• [Instruction 1]: Read the V for Vendetta passage below and decide whether each statement agrees with it: (a) Warrior was cancelled at the end of the third Book; (b) the name V for Vendetta came from editors Dez Skinn and Graham Marsh; (c) DC Comics completed the series in twelve monthly issues. Answer yes or no for each, quoting the deciding words from the passage.

• [Document passage]:
+===+

The series is set in a near-future Britain after a limited nuclear war, which has left much of the world destroyed. In this future, an extreme fascist party called Norsefire has arisen and is now the ruling power. \"V\", an anarchist revolutionary dressed in a Guy Fawkes mask, begins an elaborate, violent, and theatrical campaign to bring down the government.
Background
The first episodes of V for Vendetta were originally published in black-and-white between 1982 and 1985, in Warrior, a British anthology comic published by Quality Comics. The strip was one of the most popular in the title and featured on several covers during the 26 issues of Warrior.
Internally, V for Vendetta is divided into three \"Books\". Warrior was cancelled at the end of the second Book. Three years later, DC Comics reunited Alan Moore and David Lloyd to finish the series, which was published in ten monthly issues, then collected in hardback and trade paperback. David Lloyd's artwork for V for Vendetta in Warrior was originally published in black-and-white, giving it a harsh chiaroscuro effect that worked very well with the grim subject matter. In the DC Comics version, the artwork has been \"colorized\" in pastels, which some fans feel compromises its effectiveness.
In writing V for Vendetta, Moore drew upon an idea for a strip titled The Doll he had submitted to DC Thomson when he was twenty-two years old. In \"Behind the Painted Smile,\" Moore revealed that the idea was rejected as DC Thomson balked at the idea of a \"transsexual terrorist.\" Years later, Warrior editor Dez Skinn invited Moore to create a dark mystery strip with artist David Lloyd. Lloyd and Moore considered several proposals, including one titled Vendetta that set the story in 1930s United States. The setting developed through their discussions, moving from 1930s United States to near-future Britain. As the setting progressed, so did the character's development; once conceived as a \"realistic\" gangster-age American, he became, first, a policeman rebelling against the totalitarian state he served, then became a heroic anarchist.
Moore and Lloyd conceived the series as a dark adventure strip influenced by British comic characters of the 1960s, as well as Night Raven, a Marvel UK strip which Lloyd had previously worked on with writer Steve Parkhouse. Editors Dez Skinn and Graham Marsh came up with the name V for Vendetta. David Lloyd developed the idea of dressing V as Guy Fawkes after previous designs followed the conventional superhero look.

+===+

• [Input]:
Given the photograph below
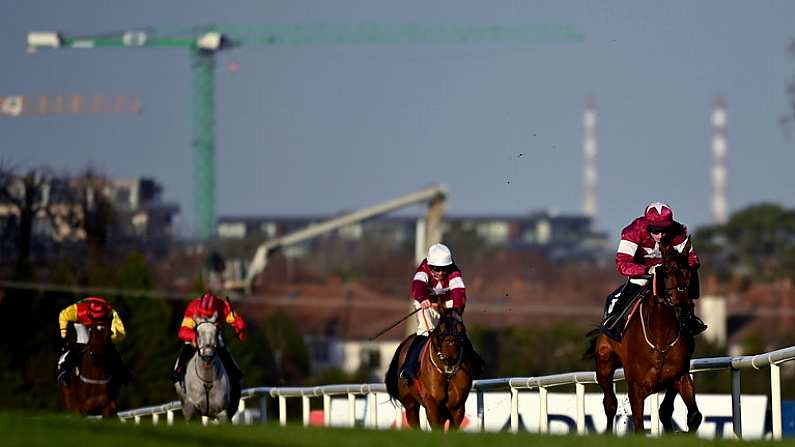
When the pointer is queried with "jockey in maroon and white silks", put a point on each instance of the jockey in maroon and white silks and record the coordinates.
(437, 280)
(639, 254)
(639, 250)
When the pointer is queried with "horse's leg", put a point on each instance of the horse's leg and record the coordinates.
(457, 415)
(412, 414)
(636, 397)
(688, 392)
(606, 364)
(434, 413)
(667, 409)
(187, 411)
(222, 417)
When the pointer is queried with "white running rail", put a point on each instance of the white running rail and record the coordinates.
(772, 359)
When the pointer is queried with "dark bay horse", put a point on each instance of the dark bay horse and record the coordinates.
(93, 390)
(654, 352)
(445, 376)
(207, 390)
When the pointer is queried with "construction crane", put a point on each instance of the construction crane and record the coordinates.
(203, 43)
(43, 105)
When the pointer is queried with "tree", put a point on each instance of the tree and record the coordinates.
(757, 242)
(26, 195)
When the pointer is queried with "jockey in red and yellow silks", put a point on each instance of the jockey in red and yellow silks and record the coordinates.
(83, 315)
(437, 283)
(638, 255)
(207, 306)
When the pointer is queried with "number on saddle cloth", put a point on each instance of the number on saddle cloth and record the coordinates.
(618, 306)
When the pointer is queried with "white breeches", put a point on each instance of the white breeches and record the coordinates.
(82, 334)
(428, 318)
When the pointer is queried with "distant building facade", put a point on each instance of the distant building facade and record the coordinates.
(140, 216)
(558, 237)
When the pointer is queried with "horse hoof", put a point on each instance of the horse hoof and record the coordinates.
(693, 421)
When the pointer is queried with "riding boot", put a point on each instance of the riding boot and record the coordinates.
(185, 354)
(65, 367)
(478, 365)
(617, 310)
(689, 323)
(235, 374)
(409, 371)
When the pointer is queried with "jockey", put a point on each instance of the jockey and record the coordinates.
(437, 282)
(639, 255)
(206, 306)
(84, 314)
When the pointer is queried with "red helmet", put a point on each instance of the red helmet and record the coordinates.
(659, 215)
(206, 306)
(97, 308)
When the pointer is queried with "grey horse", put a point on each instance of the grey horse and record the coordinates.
(206, 389)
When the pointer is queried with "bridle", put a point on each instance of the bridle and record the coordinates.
(448, 370)
(93, 354)
(664, 298)
(206, 358)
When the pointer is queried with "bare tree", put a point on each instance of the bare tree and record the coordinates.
(90, 193)
(786, 120)
(26, 197)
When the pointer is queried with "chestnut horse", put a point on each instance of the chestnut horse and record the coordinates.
(93, 390)
(445, 376)
(654, 352)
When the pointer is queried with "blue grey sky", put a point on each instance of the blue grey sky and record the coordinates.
(313, 130)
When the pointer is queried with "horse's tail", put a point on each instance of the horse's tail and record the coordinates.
(391, 378)
(590, 352)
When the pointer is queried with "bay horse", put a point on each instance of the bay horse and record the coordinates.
(206, 390)
(654, 352)
(445, 376)
(93, 390)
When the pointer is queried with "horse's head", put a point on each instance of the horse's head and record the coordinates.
(99, 337)
(447, 339)
(207, 336)
(674, 275)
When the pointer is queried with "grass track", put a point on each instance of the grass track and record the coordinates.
(33, 430)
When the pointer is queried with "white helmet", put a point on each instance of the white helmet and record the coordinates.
(439, 255)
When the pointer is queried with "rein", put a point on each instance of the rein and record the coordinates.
(643, 322)
(449, 371)
(85, 379)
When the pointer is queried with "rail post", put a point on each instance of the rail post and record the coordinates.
(326, 410)
(580, 391)
(514, 410)
(305, 409)
(775, 399)
(282, 411)
(737, 413)
(543, 417)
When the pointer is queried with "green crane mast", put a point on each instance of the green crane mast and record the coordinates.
(204, 42)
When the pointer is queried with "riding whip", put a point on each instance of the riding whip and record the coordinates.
(394, 324)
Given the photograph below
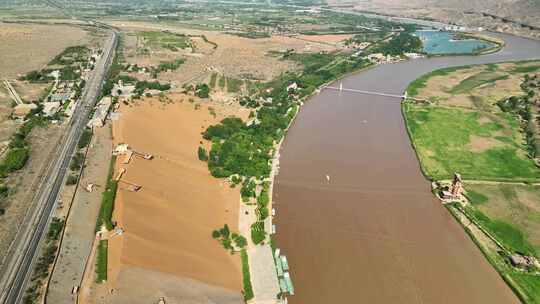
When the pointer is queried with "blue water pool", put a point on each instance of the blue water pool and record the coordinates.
(437, 43)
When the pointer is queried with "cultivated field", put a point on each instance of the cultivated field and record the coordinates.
(229, 55)
(464, 130)
(168, 223)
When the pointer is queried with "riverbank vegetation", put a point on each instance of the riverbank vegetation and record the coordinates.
(107, 200)
(248, 289)
(44, 263)
(474, 122)
(511, 214)
(481, 121)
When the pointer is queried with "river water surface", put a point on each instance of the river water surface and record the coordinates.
(374, 233)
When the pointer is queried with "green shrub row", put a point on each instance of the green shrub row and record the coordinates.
(248, 289)
(107, 200)
(101, 261)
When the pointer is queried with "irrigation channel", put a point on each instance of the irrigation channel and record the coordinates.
(373, 232)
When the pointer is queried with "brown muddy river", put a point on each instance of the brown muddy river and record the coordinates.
(374, 233)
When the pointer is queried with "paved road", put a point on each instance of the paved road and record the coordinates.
(17, 269)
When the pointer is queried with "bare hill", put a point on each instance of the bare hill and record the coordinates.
(511, 16)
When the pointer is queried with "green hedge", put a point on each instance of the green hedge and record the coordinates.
(248, 290)
(107, 200)
(101, 261)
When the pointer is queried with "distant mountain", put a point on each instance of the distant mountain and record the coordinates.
(510, 16)
(528, 10)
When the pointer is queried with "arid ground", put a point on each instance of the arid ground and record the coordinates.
(168, 223)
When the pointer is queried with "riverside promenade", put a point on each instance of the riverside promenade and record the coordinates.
(262, 267)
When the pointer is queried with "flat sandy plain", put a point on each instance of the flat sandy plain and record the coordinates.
(27, 47)
(168, 223)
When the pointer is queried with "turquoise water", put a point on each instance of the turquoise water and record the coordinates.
(437, 43)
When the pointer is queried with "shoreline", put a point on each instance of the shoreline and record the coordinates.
(463, 216)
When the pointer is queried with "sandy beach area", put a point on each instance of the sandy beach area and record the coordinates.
(168, 223)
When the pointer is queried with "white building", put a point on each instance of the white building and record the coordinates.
(101, 112)
(50, 108)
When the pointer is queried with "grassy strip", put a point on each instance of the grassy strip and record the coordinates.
(107, 200)
(43, 265)
(101, 261)
(441, 137)
(248, 289)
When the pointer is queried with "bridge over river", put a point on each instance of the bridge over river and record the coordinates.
(373, 232)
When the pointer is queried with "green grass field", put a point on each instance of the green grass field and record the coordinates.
(101, 261)
(477, 80)
(165, 40)
(442, 138)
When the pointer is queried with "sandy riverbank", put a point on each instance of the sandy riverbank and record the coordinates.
(168, 223)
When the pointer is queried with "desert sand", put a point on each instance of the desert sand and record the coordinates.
(168, 223)
(27, 47)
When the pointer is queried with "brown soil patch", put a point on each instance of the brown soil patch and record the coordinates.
(515, 204)
(29, 91)
(168, 223)
(27, 47)
(236, 57)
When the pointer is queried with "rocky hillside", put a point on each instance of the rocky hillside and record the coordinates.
(498, 15)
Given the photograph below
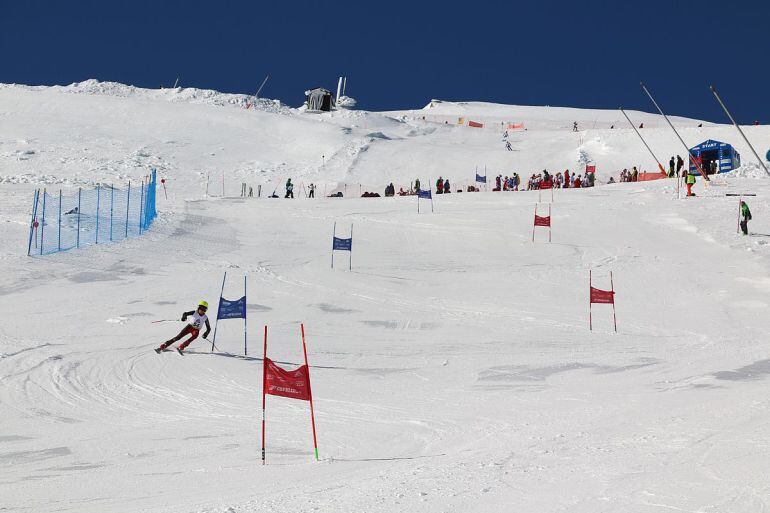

+===+

• [Instruction 2]: Return every line of the listing above that contains the string "building", treating uppercase and lowercase as distinct.

• [Right answer 1]:
(a) No: "Warrior was cancelled at the end of the second Book."
(b) Yes: "Editors Dez Skinn and Graham Marsh came up with the name V for Vendetta."
(c) No: "published in ten monthly issues"

• [Right answer 2]:
When the pointer is queried with "distant building facade", put a point on each instance of the distant building facade and record the coordinates.
When the pointer is queried with "white building", put a point on each instance of the white building and record the coordinates.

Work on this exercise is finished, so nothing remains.